## Polecenie
Przepisz bez żadnych zmian wiersze od tego, w którym jest „drop a point: the shoreline”, do tego, w którym jest „(1072, 601)”, łącznie z oboma.

## Wykaz wpisów
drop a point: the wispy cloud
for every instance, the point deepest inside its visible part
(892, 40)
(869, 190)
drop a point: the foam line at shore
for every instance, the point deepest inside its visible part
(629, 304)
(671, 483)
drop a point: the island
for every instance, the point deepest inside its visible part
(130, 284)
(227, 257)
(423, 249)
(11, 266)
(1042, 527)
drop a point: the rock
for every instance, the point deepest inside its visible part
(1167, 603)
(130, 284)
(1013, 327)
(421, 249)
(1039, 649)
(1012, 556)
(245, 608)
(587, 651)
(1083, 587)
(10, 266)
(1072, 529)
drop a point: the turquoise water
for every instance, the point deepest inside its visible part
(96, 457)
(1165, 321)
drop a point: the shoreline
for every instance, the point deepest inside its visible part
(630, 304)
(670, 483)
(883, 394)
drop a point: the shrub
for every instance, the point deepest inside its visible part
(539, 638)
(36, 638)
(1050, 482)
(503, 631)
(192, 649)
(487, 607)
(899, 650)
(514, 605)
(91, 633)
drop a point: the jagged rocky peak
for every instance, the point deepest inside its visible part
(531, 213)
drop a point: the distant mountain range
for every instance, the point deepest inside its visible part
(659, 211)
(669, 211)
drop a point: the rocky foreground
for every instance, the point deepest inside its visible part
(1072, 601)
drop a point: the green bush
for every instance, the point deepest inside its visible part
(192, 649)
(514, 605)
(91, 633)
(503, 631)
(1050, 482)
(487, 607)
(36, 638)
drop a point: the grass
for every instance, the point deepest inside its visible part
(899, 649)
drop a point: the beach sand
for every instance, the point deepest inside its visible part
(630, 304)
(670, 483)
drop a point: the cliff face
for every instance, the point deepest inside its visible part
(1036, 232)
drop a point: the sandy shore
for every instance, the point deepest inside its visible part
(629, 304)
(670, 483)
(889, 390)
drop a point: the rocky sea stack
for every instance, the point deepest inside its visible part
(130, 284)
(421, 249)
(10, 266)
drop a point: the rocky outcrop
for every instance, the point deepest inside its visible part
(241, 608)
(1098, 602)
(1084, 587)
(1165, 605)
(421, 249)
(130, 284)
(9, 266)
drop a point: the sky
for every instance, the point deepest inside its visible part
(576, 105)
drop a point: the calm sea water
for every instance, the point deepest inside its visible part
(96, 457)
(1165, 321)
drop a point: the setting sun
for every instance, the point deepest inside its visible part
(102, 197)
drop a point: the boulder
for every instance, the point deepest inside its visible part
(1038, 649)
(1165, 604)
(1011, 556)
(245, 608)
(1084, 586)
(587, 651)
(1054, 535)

## Odpowiedź
drop a point: the shoreline
for every instance, the point deepest inside its visible part
(630, 304)
(670, 483)
(883, 394)
drop a point: the shrub
for every instance, the point deepest inside its visible part
(539, 638)
(36, 638)
(1050, 482)
(503, 631)
(192, 649)
(487, 607)
(899, 650)
(514, 605)
(91, 633)
drop a point: the jagged rocky peak
for every instance, the point deepest inside its visible part
(531, 213)
drop a point: the distant mountain range
for every instance, the point deepest inside its visible part
(659, 211)
(669, 211)
drop a point: the rocky foreground
for every instance, the point deepest inside its visible part
(1072, 601)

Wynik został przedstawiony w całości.